## EXTRACT
++++++
Multicellular spheroids can be a powerful model mimicking the physiological environment of the tissue in a microscale format. They are often seen as ‘microscale-bioreactors’ providing an appropriate environment for cell differentiation and stem and cancer cell niche, which makes them important for physiological studies and biofabrication. However, this advantage becomes a problem when it comes to the question of characterization / standardization of spheroids produced in different labs, by different methods or even cell passage number1. The gradients of cell proliferation, oxygenation, cell death and other biomarkers are thus largely unexplored and ignored.
++++++
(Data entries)
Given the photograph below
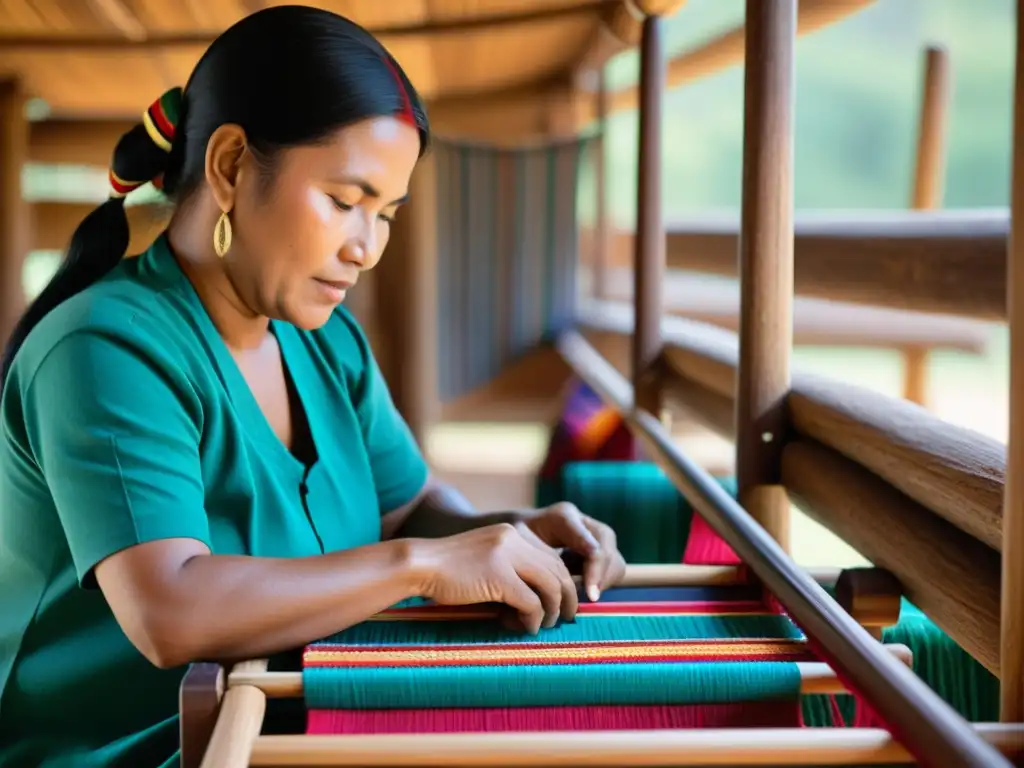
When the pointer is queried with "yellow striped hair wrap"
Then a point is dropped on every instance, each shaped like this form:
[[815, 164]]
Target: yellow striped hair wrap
[[138, 162]]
++++++
According to the passage on multicellular spheroids, what are spheroids often seen as?

They are often seen as "microscale-bioreactors."